▶ [PROBLEMS TO SOLVE]:
1: In the Oregon wine-tasting notes, why is the lunch at Anne Amie called a micro-lunch? Answer in one to three sentences.
2: According to the Oregon wine-tasting notes, what soil does Craig point out at Anne Amie?
3: Continue the Oregon wine-tasting notes, starting after the sentence about the micro-village of Carlton.

[start EXTRACTED TEXT]

Anne Amie 2003 Pinot Noir Hawks View (Willamette Valley) – Cherry liqueur, ripe strawberry and plum, with a nice, fresh, flower pollen finish with softness and elegance. By far the class of the bunch thus far, and a really lovely wine…as long as one isn’t overtly averse to kirsch.

Craig is out, but expected back soon, so we settle into an outdoor table with some average local cheese and a bottle given to Theresa as a conference gift; a micro-lunch (neither of us are particularly hungry, especially after a marvelous breakfast at the Black Walnut Inn, and with a big dinner on the horizon).

Sokol Blosser 2002 Pinot Noir (Dundee Hills) – Sweet plum and orange rind with a boring, flabby structure. Understuffed. While it’s never actively unpleasant to drink, boredom soon sets in.

As we sit and sip on Anne Amie’s gorgeous terrace, overlooking both vineyards and the valley below, Craig joins us, bottles in tow. We’re short on time, but it’s an enjoyable (albeit brief) overview of the Valley, the soil types, and Anne Amie’s history and philosophy. Vineyards sloping down towards the winery entrance have a rough patch in the middle (amongst a cluster of müller-thurgau), which Craig labels phylloxera and which allows him to utter the line of the afternoon: “müller-thurgau is the leading cause of teen pregnancy.” He’s also brought the single most interesting wine of our visit.

Anne Amie 2005 Viognier (Oregon) – Very floral, showing honeysuckle and peach with a pretty, flower-dominated finish. Gorgeous, varietally-true, and somewhat of a revelation.

Anne Amie 2002 Pinot Noir (Willamette Valley) – A small dip into the archives, showing a better (and, one assumes, more representative than the ’03) vintage of the basic pinot. This is very closed at the moment, showing hefty tannin that lends the wine a fairly bitter cast, but there’s soft fruit lurking underneath the structure. Too difficult to assess at the moment.

We do a brief tour of the cellar and a nearby vineyard, with Craig pointing out one of the fundamental differences between the Willamette’s various subregions: the soil. Here, it’s the grayish-tan Willakenzie, whereas in Dundee it’s a sun-baked brick red that gives the Red Hills their name. And he does us a final kindness by guiding us to our next appointment, a destination we might not have been able to find with our fairly indistinct map. The only lingering regret is that, in our haste to talk, tour and make our next appointment, I fail to purchase a few bottles of the wines I’m most interested in. Well, I’ll make it up to them next time.

(Disclosure: wine tasting, extra wine, several opened gift bottles from our tasting, and cheese provided free of charge.)

TN: Pinot, Paul & Volnay (Oregon, pt. 4)

[rabbit painting]

Scott Paul – It’s easy to miss Scott Paul’s brand-spanking new tasting room (and their even less-frequently spanked new winery, still in semi-skeletal form across the street), because it’s sorta tucked between what looks like a grain mill and a bunch of construction vehicles. As a result, we zip right by it the first time, and have to double back…which isn’t really much of a problem in the micro-village of Carlton.

[end EXTRACTED TEXT]
[start RAW DATA]

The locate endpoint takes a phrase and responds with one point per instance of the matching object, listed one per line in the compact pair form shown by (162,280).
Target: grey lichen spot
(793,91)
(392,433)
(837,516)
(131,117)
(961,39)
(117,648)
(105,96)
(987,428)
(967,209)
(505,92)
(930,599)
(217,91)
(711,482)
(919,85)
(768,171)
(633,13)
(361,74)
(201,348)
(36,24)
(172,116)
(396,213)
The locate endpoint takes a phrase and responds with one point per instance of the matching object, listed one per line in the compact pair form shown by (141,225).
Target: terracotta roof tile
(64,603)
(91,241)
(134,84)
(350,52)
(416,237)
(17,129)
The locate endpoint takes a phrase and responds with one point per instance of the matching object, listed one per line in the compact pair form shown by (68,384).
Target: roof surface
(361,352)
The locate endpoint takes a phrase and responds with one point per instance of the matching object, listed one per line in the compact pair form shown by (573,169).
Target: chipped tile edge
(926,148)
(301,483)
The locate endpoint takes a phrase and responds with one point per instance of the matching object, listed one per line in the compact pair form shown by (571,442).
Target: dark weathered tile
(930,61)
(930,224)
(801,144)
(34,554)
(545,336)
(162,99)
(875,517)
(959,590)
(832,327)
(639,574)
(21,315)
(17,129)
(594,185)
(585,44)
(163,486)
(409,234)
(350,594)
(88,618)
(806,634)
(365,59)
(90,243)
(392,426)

[end RAW DATA]

▶ [PER-TASK OUTPUTS]:
1: Neither of them was particularly hungry after a marvelous breakfast at the Black Walnut Inn, and a big dinner was on the horizon. So they settled for some average local cheese and a bottle that had been given to Theresa as a conference gift.

2: The grayish-tan Willakenzie soil.

3:
The facility itself is bright but cozy, with the much commented-upon rabbit prominently featured on one wall, and fairly quiet. Most of the winery principals wander through at one point or another – Scott Paul Wright ambles, looking concerned (quite possibly over the state of construction across the road, given the quickly-advancing summer), while winemaker Kelley Fox strides purposefully through the room as if she intends to smash through the front door with her forehead. We don’t bother them, instead settling at a central table and perusing the tasting options.

Most pinot noir producers would not openly invite comparisons to Burgundy. Why that might be would vary from producer to producer, but the most obvious reason is that the wines are usually so different that their proximity will show one or the other in ill light. Not so at Scott Paul, for Wright owns a small, specialized Burgundy importing company, and presents these wines alongside his own. It’s a bold move.

Huber-Verdereau 2004 Bourgogne Blanc (Burgundy) – Lemon, apple and grapefruit with a flat, slate-like texture. Crisp and a little chewy on the finish. A nice little chardonnay, with no particular aspirations.

François Gay 2003 Savigny-les-Beaune (Burgundy) – Big, ripe and floral, showing dark plum and medium tannin with a heavy, seemingly alcohol-induced palate weight. A bit thudding. It’s actually not at all a bad wine for the vintage, but it’s really neither my style nor what I look for from a Savigny.

Pascal Bouley 2003 Volnay (Burgundy) – Juicy raspberry sours with a leafy finish. It seems overtly malic (or at least the acidity is slightly out-of-balance on the high side, possibly leaning towards the volatile), with strong, drying tannin. Turns to cran-raspberry juice on the biting, tongue-numbing finish. There’s potential, and fans of this style might find much to like here, but it’s most definitely not for me.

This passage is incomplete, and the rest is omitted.